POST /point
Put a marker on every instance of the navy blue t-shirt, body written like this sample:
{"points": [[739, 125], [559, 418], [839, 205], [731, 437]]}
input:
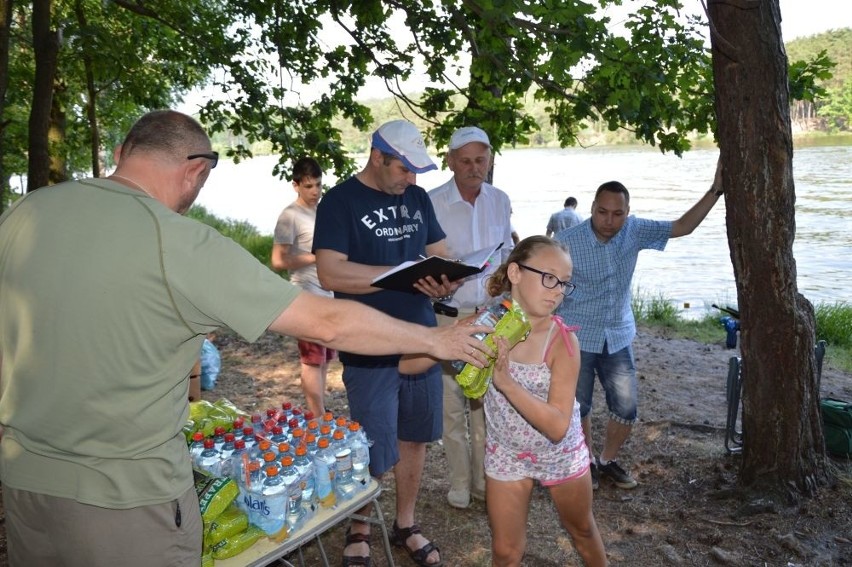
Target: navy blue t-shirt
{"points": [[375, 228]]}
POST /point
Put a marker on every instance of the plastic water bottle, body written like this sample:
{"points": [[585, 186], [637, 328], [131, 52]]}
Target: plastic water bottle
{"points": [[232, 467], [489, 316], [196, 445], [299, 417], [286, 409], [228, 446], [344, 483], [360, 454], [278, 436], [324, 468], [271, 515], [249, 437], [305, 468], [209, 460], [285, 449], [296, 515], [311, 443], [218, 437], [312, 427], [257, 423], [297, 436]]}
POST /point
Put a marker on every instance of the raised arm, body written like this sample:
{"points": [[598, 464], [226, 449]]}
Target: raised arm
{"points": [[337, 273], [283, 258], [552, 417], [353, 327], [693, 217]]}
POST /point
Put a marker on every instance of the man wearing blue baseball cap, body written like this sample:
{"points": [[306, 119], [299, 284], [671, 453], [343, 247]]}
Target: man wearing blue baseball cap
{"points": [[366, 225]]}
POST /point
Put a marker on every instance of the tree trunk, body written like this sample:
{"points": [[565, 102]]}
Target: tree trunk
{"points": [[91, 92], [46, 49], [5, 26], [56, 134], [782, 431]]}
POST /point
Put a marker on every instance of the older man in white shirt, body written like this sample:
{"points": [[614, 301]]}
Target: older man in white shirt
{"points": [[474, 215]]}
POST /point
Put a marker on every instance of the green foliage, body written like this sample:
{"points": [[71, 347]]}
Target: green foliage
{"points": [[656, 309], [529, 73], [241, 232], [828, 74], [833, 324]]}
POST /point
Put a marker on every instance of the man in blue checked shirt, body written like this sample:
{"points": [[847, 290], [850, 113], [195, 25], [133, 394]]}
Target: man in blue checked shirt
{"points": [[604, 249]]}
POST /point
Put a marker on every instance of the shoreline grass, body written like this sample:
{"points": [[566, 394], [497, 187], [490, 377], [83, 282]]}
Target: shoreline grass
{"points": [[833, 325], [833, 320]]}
+--
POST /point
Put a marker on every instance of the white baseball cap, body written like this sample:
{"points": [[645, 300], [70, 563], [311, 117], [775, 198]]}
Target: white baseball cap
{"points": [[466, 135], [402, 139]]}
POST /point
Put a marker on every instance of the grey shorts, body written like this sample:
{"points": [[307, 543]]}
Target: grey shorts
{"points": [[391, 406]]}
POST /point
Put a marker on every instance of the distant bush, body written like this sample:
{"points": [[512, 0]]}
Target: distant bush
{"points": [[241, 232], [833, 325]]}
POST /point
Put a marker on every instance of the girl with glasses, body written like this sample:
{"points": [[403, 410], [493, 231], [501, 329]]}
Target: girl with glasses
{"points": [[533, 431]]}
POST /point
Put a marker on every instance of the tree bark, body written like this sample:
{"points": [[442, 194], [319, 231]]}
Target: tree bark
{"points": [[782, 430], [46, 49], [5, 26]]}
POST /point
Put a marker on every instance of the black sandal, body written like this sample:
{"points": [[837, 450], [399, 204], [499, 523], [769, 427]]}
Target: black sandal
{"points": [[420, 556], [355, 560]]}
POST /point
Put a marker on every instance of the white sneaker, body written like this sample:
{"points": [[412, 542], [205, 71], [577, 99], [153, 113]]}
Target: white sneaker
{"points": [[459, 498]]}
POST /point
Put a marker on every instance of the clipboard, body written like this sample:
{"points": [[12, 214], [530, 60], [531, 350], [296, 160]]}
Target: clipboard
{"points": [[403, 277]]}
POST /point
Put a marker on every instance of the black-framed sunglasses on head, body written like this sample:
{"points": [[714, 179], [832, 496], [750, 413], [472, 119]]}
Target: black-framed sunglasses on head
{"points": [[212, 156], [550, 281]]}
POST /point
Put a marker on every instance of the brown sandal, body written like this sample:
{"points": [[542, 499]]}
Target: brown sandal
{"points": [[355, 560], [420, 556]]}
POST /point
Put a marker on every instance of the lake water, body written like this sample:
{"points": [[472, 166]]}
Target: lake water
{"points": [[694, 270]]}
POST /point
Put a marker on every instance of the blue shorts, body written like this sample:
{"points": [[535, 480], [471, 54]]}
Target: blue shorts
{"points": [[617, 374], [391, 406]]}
+--
How many lines in the items above contain the string "lake"? Reply with the number alone.

2